* [MATERIAL FOR THE TASK]
## START

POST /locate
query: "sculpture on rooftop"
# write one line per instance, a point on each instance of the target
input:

## END
## START

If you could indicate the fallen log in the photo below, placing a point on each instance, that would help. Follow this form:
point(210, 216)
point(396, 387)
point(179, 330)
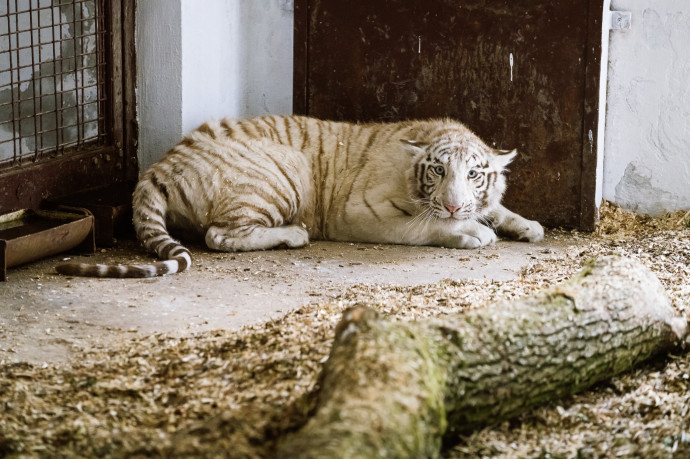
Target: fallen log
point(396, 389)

## END
## START

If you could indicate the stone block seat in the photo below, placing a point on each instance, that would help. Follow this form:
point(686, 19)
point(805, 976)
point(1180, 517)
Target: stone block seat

## END

Rewrite the lines starting with the one that contains "If you could indicate the stone" and going on through the one that contains "Target: stone block seat", changing "stone block seat" to "concrete bench" and leaving everything else unchanged.

If you could indicate the concrete bench in the photo below, placing a point on each instance, that would help. Follow this form:
point(686, 19)
point(805, 976)
point(1180, 517)
Target: concrete bench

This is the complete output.